SOURCE
┌──

First published in The Islander in 1939

The islet

Elizabeth Castle, as its name suggests, dates from the days of the great Tudor Queen. But its site had long previously been associated with events of local importance, the earliest of which might well be termed legendary rather than historical.

Here, about the year 540 AD, came Helier, the Christian anchorite after whom our town is named. He chose as his habitation a lonely spume-sprayed rock south east of the islet, where his reputed bed, a rough niche in the rock, may still be seen. In the same place, some 15 years later, he was discovered by a band of marauding sea-rovers and put to the sword, thus earning a place in the Calendar as Jersey's first Christian martyr and patron saint.

The Hermitage, or oratory, which encloses his cell was erected at a much later date, probably in the 12th century.

St Marculf

St Helier was a pupil of St Marculf, to whom is chiefly attributed the conversion of the islanders to Christianity. As the population of Jersey then numbered, we are told, only 30 families, the task was not quite so formidable as it sounds.

But the benefits conferred by these pioneers of Christianity were material as well as spiritual. The monasteries which they founded invariably attracted settlers to the district, agriculture and the rudiments of education were taught, and an impetus given to civilisation generally.

Shortly after the death of St Helier, St Marculf established a monastic settlement upon the islet, and the agglomeration of peasants' huts which, as a consequence, sprang up in the near vicinity, formed the foundations of the future town of St Helier.

After the death of Marcuif in 558, his work was carried on by St Magloire or Mannelier. In 577 Pretextat, Archbishop of Rouen, as the result of a quarrel with the Frankish King, fled to Jersey and took refuge in the Monastery of the islet. He was the first of the host of political exiles who, throughout history, have found shelter and security on our shores.

Jersey's inclusion in the Empire of Charlemagne is disclosed by the records of the Abbey of Fontenelle, which state that the Emperor sent Abbot Gerwold on a diplomatic mission to Augia, as it was then termed, in 790.

Towards the end of the ninth century, Norse raiders again descended on the Islet and St Marculf's Monastery was laid in ruins.

The castle floodlit

Abbey of St Helier

In the 12th century, the islet emerges from the obscurity of tradition into the light of documented history. In 1155 William Fitz-Hamon, member of the powerful family owning estates both in Jersey and the Cotentin, founded, on the long-deserted site of Marculf's Monastery, a new abbey, which was named in honour of the hermit who had perished so miserably 600 years before.

The Abbey of St Helier was soon richly endowed, the King himself bestowing revenues from several royal holdings in Jersey and various of the island lords following suit; chief among them de Carteret of St. Ouen.

But in 1179 St. Helier's abbey was annexed to that of St Mary of the Vow, near Cherbourg, an institution not a third part as wealthy or important. Nevertheless, Cherbourg henceforth became the headquarters of the abbot, and the Jersey abbey was accordingly reduced to the status of a priory.

└──

DATA SECTION

┌──

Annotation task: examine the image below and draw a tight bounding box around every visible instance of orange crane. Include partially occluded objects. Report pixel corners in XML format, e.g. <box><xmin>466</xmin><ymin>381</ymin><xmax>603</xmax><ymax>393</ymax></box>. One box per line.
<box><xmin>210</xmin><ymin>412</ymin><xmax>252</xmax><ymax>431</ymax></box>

└──

DIRECTIVE 1
Please explain in one to three sentences why the Elizabeth Castle history says "the task was not quite so formidable as it sounds" when it describes the conversion of the islanders.
DIRECTIVE 2
Swap "Norse" for "Viking" and write out the stretch of the Elizabeth Castle history from "Towards the end" through "600 years before.".
Rely only on the Elizabeth Castle history and not on the data.

TASK RESPONSE 1
The population of Jersey at that time reportedly numbered only 30 families. Converting so few people was therefore a smaller undertaking than the phrase suggests.

TASK RESPONSE 2
Towards the end of the ninth century, Viking raiders again descended on the Islet and St Marculf's Monastery was laid in ruins.

The castle floodlit

Abbey of St Helier

In the 12th century, the islet emerges from the obscurity of tradition into the light of documented history. In 1155 William Fitz-Hamon, member of the powerful family owning estates both in Jersey and the Cotentin, founded, on the long-deserted site of Marculf's Monastery, a new abbey, which was named in honour of the hermit who had perished so miserably 600 years before.